_SET OF TASKS_.
**A.** In the advice column, rewrite the paragraph that begins "Church offices do not usually pay" as a shorter version that keeps its main facts.
**B.** According to the advice column, how old is the daughter?
**C.** In the advice column, write out the stretch from "She is polite" through "they have one." again, exchanging "frustrated" for "discouraged".

Church Office With Conflict

Question:

My daughter has been working at a small church office for three years. There are three women who are very unfriendly to her and have been working there for ten plus years. She is 29 years old,15-20 years younger, pretty, more educated and very good at her work.

The boss is very peased with her work and knows that the coworkers are not friendly with her but does not seem to be able to do much. He tells her that they are jealous of her and the amount of work that she does and to be patient.

She is polite to these ladies but is frustrated and would like to have a better work environement because she likes her job. What can she do?

Signed,

Concerned Mom


Answer:

Dear Concerned Mom:

I talked to a pastor friend, his support staff and several administrative people in another church, to see if their perspectives would be helpful.

They all thought your daughter’s boss–pastor or assistant pastor, or whatever role he has–is not very effective in a leadership role, and not very loyal to your daughter, in spite of her work! They also thought the other ladies, if they are being rude all the time, are not being very true to their faith, if they have one.

They gave me some suggestions, to which I added some ideas. Those are listed below. But before that, I wanted to also say that it may not be possible to bring about much change.

Church offices do not usually pay as well as some other work, so it is not like there is a huge line of people waiting for the job. Thus, firing someone–or in this case, three people–is not likely to happen, no matter how bad they treat a coworker. They would get in trouble for treating the pastor or other staff members badly, but probably a personality conflict between female support staff would not attract much concern. That’s sad, but it’s the truth.

Also, since a small church doesn’t have a Human Resources unit, nor does it have the business format of a private company, individual complaints usually do not carry the same weight.

If your daughter’s boss talked to the employees and told them to treat her better, they might not be openly hostile, but they certainly would not be more friendly. That would still be a bad situation.

_LISTED ENTRIES_.
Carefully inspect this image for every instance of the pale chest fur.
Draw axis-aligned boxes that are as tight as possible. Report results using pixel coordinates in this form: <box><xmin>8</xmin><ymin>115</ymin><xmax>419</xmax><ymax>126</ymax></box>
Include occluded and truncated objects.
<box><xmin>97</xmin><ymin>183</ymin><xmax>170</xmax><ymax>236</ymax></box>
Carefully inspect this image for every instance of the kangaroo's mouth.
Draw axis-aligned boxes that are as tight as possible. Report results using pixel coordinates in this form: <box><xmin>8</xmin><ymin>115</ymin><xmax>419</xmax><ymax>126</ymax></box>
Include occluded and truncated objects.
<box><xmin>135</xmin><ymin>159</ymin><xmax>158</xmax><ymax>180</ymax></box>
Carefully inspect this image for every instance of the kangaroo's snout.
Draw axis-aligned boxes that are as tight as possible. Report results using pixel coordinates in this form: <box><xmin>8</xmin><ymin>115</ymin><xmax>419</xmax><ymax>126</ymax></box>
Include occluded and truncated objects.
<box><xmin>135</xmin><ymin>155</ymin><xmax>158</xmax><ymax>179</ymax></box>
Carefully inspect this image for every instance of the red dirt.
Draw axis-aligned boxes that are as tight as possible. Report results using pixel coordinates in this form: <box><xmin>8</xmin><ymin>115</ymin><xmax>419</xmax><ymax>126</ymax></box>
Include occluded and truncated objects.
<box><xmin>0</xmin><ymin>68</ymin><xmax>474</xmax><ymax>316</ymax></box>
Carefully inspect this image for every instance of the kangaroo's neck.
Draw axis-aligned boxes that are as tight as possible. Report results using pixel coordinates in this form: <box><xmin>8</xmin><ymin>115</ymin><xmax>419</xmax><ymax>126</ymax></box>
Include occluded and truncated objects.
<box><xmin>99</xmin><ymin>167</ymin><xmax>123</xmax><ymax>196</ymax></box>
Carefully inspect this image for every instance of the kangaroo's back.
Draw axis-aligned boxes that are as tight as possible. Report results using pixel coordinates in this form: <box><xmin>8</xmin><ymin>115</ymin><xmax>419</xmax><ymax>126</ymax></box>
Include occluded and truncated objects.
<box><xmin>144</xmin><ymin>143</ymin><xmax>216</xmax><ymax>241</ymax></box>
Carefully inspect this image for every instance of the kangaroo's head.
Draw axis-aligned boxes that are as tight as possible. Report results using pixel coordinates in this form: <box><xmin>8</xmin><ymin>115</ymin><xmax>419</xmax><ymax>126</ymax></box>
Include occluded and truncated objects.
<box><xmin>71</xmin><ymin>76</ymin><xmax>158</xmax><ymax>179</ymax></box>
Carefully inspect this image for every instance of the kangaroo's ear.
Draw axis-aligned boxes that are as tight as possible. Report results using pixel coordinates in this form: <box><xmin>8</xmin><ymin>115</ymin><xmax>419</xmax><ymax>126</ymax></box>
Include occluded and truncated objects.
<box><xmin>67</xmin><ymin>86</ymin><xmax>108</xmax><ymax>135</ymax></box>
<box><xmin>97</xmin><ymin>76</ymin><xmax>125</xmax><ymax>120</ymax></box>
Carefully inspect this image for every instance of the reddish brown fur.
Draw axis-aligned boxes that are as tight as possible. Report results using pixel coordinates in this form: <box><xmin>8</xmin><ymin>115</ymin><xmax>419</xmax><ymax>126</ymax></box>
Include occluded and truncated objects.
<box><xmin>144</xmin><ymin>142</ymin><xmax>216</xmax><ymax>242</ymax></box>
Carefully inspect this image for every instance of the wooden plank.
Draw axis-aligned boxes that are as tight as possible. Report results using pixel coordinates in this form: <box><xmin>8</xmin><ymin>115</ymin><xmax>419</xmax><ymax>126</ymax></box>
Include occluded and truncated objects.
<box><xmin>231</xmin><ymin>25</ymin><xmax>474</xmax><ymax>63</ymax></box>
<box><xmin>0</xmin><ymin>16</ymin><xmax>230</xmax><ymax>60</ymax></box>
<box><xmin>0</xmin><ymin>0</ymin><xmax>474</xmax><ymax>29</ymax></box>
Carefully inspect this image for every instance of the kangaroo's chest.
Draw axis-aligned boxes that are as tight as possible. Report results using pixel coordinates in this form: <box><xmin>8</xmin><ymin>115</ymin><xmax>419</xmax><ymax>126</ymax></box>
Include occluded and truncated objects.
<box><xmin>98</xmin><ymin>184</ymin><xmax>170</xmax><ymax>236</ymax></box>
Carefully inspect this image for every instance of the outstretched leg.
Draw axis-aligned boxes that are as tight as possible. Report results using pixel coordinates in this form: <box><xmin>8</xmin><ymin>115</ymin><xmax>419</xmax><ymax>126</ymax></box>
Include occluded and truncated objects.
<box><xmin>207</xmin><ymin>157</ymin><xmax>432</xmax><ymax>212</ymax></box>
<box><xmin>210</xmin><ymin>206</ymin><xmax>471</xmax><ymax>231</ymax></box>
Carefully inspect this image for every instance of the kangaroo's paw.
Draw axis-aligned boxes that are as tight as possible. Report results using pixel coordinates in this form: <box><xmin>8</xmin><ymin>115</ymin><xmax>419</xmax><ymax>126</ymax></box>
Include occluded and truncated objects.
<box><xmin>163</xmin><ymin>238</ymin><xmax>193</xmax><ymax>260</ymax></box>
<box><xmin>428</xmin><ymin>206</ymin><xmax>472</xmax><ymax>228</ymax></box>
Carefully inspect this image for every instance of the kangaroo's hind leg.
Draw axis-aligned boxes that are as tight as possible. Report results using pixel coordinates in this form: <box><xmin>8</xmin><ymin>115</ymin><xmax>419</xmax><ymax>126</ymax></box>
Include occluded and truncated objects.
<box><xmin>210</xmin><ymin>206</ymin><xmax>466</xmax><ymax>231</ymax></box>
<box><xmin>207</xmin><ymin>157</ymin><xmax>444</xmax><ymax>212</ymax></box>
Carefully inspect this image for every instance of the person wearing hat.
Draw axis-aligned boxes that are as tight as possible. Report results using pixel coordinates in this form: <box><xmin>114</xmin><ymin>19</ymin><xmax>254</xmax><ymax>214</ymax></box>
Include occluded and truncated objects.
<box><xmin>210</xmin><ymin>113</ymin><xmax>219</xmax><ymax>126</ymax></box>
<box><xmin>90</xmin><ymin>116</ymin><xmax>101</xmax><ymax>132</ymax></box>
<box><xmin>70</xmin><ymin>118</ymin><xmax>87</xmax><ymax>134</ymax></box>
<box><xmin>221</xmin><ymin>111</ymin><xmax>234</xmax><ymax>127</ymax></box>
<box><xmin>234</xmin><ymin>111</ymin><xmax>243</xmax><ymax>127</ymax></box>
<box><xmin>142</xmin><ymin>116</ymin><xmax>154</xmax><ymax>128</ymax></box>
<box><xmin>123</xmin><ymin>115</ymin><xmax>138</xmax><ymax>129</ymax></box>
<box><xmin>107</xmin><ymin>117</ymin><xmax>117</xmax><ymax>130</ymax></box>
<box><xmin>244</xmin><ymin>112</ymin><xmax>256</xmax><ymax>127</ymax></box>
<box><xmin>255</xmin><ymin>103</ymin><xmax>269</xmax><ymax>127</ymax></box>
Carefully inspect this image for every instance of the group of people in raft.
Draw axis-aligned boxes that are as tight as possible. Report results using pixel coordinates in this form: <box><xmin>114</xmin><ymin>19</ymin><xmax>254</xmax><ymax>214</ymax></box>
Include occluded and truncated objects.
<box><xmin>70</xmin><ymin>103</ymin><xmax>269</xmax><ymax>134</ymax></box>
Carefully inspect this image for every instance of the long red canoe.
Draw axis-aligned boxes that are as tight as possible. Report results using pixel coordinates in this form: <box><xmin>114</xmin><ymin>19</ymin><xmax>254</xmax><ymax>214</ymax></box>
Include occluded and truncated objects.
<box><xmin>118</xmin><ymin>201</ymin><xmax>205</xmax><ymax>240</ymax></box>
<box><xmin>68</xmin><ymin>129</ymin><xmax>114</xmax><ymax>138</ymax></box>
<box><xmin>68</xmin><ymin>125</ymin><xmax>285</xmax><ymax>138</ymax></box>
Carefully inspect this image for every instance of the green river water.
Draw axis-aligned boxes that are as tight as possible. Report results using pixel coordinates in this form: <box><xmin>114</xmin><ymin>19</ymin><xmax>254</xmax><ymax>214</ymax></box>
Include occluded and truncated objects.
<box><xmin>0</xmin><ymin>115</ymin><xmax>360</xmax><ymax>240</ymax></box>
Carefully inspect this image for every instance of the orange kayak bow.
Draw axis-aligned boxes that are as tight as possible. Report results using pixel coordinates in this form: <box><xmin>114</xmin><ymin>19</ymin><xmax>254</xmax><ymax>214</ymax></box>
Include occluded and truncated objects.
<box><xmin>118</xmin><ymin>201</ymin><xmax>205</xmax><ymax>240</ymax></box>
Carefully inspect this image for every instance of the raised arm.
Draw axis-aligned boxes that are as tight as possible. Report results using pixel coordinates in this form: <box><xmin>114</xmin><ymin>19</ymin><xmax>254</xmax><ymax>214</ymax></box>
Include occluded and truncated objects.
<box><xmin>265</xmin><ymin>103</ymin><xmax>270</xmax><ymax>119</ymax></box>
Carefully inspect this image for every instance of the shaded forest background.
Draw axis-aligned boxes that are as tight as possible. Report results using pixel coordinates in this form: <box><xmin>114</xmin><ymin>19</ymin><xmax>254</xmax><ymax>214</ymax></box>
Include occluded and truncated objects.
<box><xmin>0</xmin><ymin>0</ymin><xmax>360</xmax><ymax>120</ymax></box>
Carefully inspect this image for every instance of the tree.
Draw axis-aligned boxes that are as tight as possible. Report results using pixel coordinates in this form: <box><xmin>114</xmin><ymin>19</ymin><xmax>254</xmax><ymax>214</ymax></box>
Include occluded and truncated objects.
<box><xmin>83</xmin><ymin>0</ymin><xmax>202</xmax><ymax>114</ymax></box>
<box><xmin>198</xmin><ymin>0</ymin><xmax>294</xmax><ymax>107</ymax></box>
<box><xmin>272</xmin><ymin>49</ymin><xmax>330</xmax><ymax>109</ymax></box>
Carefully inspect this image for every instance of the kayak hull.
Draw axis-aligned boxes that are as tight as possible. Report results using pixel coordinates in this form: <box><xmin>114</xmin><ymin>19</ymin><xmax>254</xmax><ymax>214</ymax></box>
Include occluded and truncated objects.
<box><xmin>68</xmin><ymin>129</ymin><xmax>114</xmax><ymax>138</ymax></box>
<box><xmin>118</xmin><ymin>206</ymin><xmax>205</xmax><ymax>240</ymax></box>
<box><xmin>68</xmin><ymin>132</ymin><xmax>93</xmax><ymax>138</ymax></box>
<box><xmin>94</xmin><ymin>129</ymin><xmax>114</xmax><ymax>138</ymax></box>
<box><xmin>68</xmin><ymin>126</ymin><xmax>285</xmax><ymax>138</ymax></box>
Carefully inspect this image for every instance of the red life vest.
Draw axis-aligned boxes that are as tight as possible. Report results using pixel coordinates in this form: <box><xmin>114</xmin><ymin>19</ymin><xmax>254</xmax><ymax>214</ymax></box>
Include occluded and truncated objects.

_SOLVED PROBLEMS_.
**A.** Church offices often pay less than other jobs, so few people are waiting to fill them. Firing three people is therefore unlikely, however badly they treat a coworker. Mistreating the pastor or other staff would get them in trouble, but a personality conflict among female support staff probably wouldn't draw much concern. That is sad but true.

**B.** She is 29 years old.

**C.**
She is polite to these ladies but is discouraged and would like to have a better work environement because she likes her job. What can she do?

Signed,

Concerned Mom


Answer:

Dear Concerned Mom:

I talked to a pastor friend, his support staff and several administrative people in another church, to see if their perspectives would be helpful.

They all thought your daughter’s boss–pastor or assistant pastor, or whatever role he has–is not very effective in a leadership role, and not very loyal to your daughter, in spite of her work! They also thought the other ladies, if they are being rude all the time, are not being very true to their faith, if they have one.